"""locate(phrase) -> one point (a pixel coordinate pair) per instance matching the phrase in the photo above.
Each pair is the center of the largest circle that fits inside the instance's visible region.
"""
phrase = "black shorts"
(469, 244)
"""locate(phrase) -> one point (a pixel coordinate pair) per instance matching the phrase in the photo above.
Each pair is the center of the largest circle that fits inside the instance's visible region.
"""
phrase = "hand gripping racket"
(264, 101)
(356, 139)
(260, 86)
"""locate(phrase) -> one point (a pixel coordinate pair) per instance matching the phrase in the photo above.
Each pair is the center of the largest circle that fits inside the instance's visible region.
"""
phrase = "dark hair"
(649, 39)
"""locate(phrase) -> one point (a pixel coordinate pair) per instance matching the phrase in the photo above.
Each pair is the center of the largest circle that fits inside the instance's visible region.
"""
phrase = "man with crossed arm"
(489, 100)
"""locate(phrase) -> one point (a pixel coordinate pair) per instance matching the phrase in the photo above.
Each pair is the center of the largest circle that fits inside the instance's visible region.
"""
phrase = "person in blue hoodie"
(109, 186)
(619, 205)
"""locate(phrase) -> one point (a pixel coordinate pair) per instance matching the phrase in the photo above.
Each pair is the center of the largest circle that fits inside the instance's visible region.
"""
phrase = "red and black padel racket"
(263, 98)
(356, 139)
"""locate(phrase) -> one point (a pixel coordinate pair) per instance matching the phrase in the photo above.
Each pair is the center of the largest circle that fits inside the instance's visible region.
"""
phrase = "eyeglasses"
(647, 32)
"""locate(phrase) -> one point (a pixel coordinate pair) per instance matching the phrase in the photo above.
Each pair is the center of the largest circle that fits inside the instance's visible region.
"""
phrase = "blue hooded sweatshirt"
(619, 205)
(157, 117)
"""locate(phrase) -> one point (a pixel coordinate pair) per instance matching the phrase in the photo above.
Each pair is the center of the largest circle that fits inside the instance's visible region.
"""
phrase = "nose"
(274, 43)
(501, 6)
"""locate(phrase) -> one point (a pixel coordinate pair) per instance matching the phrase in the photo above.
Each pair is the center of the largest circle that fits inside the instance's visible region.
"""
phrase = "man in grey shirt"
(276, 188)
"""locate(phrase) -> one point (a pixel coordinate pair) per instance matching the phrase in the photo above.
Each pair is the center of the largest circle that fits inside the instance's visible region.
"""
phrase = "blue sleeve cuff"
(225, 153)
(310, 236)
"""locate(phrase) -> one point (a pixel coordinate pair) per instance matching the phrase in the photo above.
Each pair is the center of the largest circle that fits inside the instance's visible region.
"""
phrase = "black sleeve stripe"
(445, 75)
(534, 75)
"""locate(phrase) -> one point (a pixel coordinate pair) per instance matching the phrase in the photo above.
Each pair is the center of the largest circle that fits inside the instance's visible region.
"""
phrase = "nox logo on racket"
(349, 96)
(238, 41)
* * * * *
▸ **Exercise goal**:
Print every record exactly as written.

▸ **Answer for this exercise**:
"""locate(phrase) -> one point (a pixel coordinate pair) per instance matching the phrase in the photo above.
Each pair is the center of the largest circle that fits inside the instance's visible region.
"""
phrase = "black shorts"
(469, 244)
"""locate(phrase) -> one point (a pixel coordinate pair) per instance matching the phrase in the photo above.
Each pair is the center of the largest circle that fits inside the instance's visible region.
"""
phrase = "hand gripping racket"
(264, 101)
(356, 139)
(260, 86)
"""locate(phrase) -> one point (a pixel coordinate pair) per instance matching the phrase in the photo above.
Each pair is the center of the largest circle that fits inside the instance's visible region.
"""
phrase = "dark hair"
(649, 39)
"""locate(phrase) -> one point (a pixel coordinate pair) per instance matching the phrase in the photo above.
Each pair is the center of the largest circle that fits inside the instance's visible region.
"""
phrase = "man with crossed arm"
(489, 100)
"""locate(phrase) -> one point (a pixel coordinate pair) per instance matching the phrase in the photo above.
Each pair is the center of the largest circle that fits inside the instance's visible region.
"""
phrase = "person in blue hoodie"
(109, 186)
(619, 205)
"""locate(phrase) -> one point (a pixel coordinate pair) per instance matching the phrase in the photo above.
Each pair is the center of the largest circle that fits inside the instance's visible region.
"""
phrase = "red and black padel racket"
(263, 98)
(356, 139)
"""locate(phrase) -> one point (a pixel coordinate pair) per instance matching the phrase in the photo above.
Each pair is the center of the largest circle that fits inside the instance's visible region.
"""
phrase = "eyeglasses"
(647, 32)
"""locate(phrase) -> one point (a pixel coordinate pair) per instance matching the phrase in the photo above.
Each pair is the center of the largest circle that fits inside the instance's visible region.
"""
phrase = "blue hooded sweatshirt"
(619, 205)
(157, 117)
"""locate(phrase) -> one point (a pixel coordinate pair) per instance matching the phrase in the photo above.
Each pair is the center of the largest circle that fits inside the instance's visible region.
"""
phrase = "nose"
(274, 43)
(501, 6)
"""locate(phrase) -> one point (a pixel coordinate pair) per instance matching the phrase in the photo above.
Each pair is the center of the largest circle that fits inside the instance's visible region.
"""
phrase = "man in grey shirt"
(276, 188)
"""locate(phrase) -> one point (a pixel coordinate pair) per instance matching the phrase in the photo above.
Each pair is the center of the largest circle that fits inside the instance's visible region.
"""
phrase = "blue sleeve cuff"
(225, 153)
(310, 236)
"""locate(phrase) -> one point (a pixel coordinate pair) per instance matching the phrase in the photo above.
Each pair is the center of the largest circle that fits inside the instance's visible region.
"""
phrase = "black sleeve stripe"
(445, 75)
(534, 75)
"""locate(phrase) -> one point (a pixel coordinate pair) per instance matching the phrase in the photo above.
Each pair is the center of the largest circle that fits inside the instance's visible region.
"""
phrase = "nox logo on racket"
(349, 96)
(238, 41)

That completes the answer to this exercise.